> _What is needed_: Return the entries in full, exactly as written.
[[ Records, beginning ]]
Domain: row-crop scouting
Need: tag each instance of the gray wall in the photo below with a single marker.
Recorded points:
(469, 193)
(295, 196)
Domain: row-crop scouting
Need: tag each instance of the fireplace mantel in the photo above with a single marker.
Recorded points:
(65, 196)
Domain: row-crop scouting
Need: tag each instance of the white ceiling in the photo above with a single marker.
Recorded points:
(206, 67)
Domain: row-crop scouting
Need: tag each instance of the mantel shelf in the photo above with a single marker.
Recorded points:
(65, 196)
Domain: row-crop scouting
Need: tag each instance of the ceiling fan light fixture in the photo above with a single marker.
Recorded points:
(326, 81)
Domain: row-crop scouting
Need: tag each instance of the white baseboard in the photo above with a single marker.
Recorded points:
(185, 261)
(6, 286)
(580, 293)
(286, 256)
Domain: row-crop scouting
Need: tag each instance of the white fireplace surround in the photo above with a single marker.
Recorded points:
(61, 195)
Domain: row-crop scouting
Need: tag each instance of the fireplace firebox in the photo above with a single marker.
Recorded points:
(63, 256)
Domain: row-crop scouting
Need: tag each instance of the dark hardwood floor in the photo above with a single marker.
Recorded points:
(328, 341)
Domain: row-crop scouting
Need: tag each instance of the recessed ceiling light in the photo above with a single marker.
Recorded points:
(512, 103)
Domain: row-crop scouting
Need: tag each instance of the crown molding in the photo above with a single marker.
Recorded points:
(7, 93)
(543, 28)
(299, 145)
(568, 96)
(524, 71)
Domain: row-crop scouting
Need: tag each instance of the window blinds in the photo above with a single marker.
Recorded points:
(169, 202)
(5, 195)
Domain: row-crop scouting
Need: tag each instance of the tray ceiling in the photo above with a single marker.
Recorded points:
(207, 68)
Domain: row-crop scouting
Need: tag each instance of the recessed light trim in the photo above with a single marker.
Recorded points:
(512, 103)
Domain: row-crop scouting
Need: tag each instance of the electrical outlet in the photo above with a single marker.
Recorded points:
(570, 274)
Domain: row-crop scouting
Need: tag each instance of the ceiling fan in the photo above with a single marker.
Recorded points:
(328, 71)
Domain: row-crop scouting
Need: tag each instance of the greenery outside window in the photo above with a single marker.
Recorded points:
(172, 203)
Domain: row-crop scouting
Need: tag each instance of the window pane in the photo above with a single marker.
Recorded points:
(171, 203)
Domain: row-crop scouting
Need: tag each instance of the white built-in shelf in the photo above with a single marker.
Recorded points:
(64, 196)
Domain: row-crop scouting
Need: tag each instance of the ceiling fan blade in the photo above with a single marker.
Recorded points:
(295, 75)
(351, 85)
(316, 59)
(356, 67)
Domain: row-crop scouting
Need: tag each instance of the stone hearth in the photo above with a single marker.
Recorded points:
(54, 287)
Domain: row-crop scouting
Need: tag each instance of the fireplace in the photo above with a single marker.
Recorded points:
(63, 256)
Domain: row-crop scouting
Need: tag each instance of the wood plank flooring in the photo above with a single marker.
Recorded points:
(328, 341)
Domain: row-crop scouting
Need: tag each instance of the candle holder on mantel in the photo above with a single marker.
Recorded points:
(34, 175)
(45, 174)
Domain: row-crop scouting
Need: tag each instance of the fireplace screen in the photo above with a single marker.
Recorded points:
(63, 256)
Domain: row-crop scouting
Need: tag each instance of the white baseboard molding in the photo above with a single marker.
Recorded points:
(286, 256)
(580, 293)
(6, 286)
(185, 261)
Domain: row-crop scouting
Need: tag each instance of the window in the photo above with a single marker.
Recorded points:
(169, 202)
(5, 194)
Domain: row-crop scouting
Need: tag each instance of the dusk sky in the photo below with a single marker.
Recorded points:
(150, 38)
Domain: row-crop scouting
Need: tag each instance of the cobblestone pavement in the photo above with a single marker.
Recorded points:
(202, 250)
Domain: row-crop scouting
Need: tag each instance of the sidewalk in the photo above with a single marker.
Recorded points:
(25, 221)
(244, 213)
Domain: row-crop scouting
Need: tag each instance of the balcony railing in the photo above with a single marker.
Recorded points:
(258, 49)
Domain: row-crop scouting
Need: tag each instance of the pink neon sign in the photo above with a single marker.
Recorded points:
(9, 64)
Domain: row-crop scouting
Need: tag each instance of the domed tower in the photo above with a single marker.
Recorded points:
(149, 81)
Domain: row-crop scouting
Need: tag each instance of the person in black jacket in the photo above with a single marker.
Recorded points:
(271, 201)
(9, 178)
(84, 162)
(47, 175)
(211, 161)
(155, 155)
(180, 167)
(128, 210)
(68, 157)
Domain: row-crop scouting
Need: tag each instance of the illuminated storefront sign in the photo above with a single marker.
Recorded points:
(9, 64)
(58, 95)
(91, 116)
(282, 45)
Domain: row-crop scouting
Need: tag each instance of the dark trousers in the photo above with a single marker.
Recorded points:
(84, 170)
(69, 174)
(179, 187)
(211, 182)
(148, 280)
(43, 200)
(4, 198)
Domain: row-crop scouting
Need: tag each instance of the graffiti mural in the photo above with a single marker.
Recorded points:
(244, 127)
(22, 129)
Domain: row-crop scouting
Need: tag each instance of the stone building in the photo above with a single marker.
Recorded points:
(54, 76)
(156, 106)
[[ Records, end ]]
> _Result for this exercise_:
Domain: row-crop scouting
Need: tag each instance of the gray wall in the photo below with a single marker.
Recorded points:
(469, 193)
(295, 196)
Domain: row-crop scouting
Need: tag each instance of the fireplace mantel in the photo above with a single marker.
Recorded points:
(65, 196)
Domain: row-crop scouting
Need: tag each instance of the white ceiling in the photo above with a single marker.
Recorded points:
(206, 67)
Domain: row-crop scouting
Need: tag each instance of the mantel shelf in the photo above with a single marker.
Recorded points:
(65, 196)
Domain: row-crop scouting
Need: tag each instance of the ceiling fan light fixture in the photo above with a single marker.
Recorded points:
(326, 81)
Domain: row-crop scouting
Need: tag each instance of the white baseboard in the photo above with a single marker.
Recorded points:
(185, 261)
(6, 286)
(580, 293)
(286, 256)
Domain: row-crop scouting
Need: tag each instance of the white fireplace surround in the photo above with a single marker.
Recorded points:
(61, 195)
Domain: row-crop scouting
Need: tag each instance of the fireplace firebox in the photo above with a single marker.
Recorded points:
(63, 256)
Domain: row-crop scouting
Need: tag each instance of the dark hardwood floor in the photo above with a single marker.
Recorded points:
(328, 341)
Domain: row-crop scouting
Need: tag each instance of the recessed ceiling light in the photo above with a single marker.
Recorded points:
(512, 103)
Domain: row-crop scouting
Need: tag each instance of the crown molding in the photo above with a single marker.
Recorded points:
(7, 93)
(543, 28)
(299, 145)
(568, 96)
(524, 71)
Domain: row-crop scouting
Need: tag each instance of the window blinds in the photo above with a single marker.
Recorded points:
(169, 202)
(5, 195)
Domain: row-crop scouting
Need: tag each instance of the tray ceiling in the photo above with a single marker.
Recorded points:
(207, 68)
Domain: row-crop scouting
Need: tag each instance of the recessed light trim in the photo above with a single marker.
Recorded points:
(512, 103)
Domain: row-crop scouting
Need: tag each instance of the electrical outlet in the photo above with a single marker.
Recorded points:
(570, 274)
Domain: row-crop scouting
Need: tag each instance of the ceiling fan in the photo above with a single marker.
Recorded points:
(328, 71)
Domain: row-crop scouting
Need: tag each instance of the greenery outside window in the photo above with a single marker.
Recorded points:
(172, 203)
Domain: row-crop scouting
Need: tag each instance of the window pane in the photo above with a single marker.
Recorded points:
(171, 203)
Domain: row-crop scouting
Need: tag each instance of the white built-in shelf in the photo above with a single marker.
Recorded points:
(64, 196)
Domain: row-crop scouting
Need: tag each instance of the ceiling fan blade in the photo above with a single marker.
Recorded points:
(295, 75)
(351, 85)
(316, 59)
(356, 67)
Domain: row-crop scouting
Need: tag each instance of the stone hearth in the photo above with a single marker.
Recorded points:
(54, 287)
Domain: row-crop scouting
Need: tag each instance of the fireplace in the photo above with a single marker.
Recorded points:
(63, 256)
Domain: row-crop scouting
Need: tag each instance of the wood plank flooring in the photo above with a single marker.
Recorded points:
(328, 341)
Domain: row-crop scouting
Need: tag each instance of the candle holder on mantel in the photo above with a single marker.
Recorded points:
(34, 175)
(45, 174)
Domain: row-crop scouting
Need: tag each instance of the fireplace screen in the photo above with a single marker.
Recorded points:
(63, 256)
Domain: row-crop scouting
Need: tag each instance of the white baseboard molding in the photo above with a single marker.
Recorded points:
(286, 256)
(580, 293)
(6, 286)
(185, 261)
Domain: row-crop scouting
Need: tag each instance of the window in the photo above with a single marker.
Recorded points:
(169, 202)
(5, 194)
Domain: row-crop scouting
Need: tag each instance of the dusk sky in the photo below with a single marker.
Recorded points:
(150, 38)
Domain: row-crop scouting
Need: tag each instance of the cobblestone pavement in the photo above with a single marker.
Recorded points:
(202, 250)
Domain: row-crop scouting
Need: tag each instance of the sidewalk in the photo above with a single marker.
Recorded points:
(25, 221)
(244, 213)
Domain: row-crop scouting
Need: tag each instance of the balcony railing in the photo above with a single marker.
Recorded points:
(258, 49)
Domain: row-crop scouting
Need: tag each instance of the pink neon sign in the photo above with a single marker.
Recorded points:
(9, 64)
Domain: row-crop scouting
Need: tag each instance of the domed tower in the photo above with a single marker.
Recorded points:
(149, 81)
Domain: row-crop scouting
Need: tag each instance of the person in black jacket in the photo above with a single marker.
Recorded points:
(271, 201)
(9, 178)
(84, 162)
(47, 175)
(211, 161)
(155, 155)
(180, 167)
(128, 210)
(68, 157)
Domain: row-crop scouting
Need: tag each instance of the illuminated storefront sign in the photo above with a single marker.
Recorded points:
(9, 64)
(58, 95)
(91, 116)
(282, 45)
Domain: row-crop scouting
Need: tag each instance of the dark trousers in the photo above with a single marker.
Recorded points:
(84, 170)
(69, 174)
(179, 187)
(211, 182)
(148, 280)
(43, 200)
(4, 198)
Domain: row-crop scouting
Need: tag each instance of the graffiti mural in the photo above with a single marker.
Recorded points:
(244, 127)
(22, 129)
Domain: row-crop scouting
Need: tag each instance of the stone building in the photo above with a single marker.
Recorded points:
(54, 76)
(156, 106)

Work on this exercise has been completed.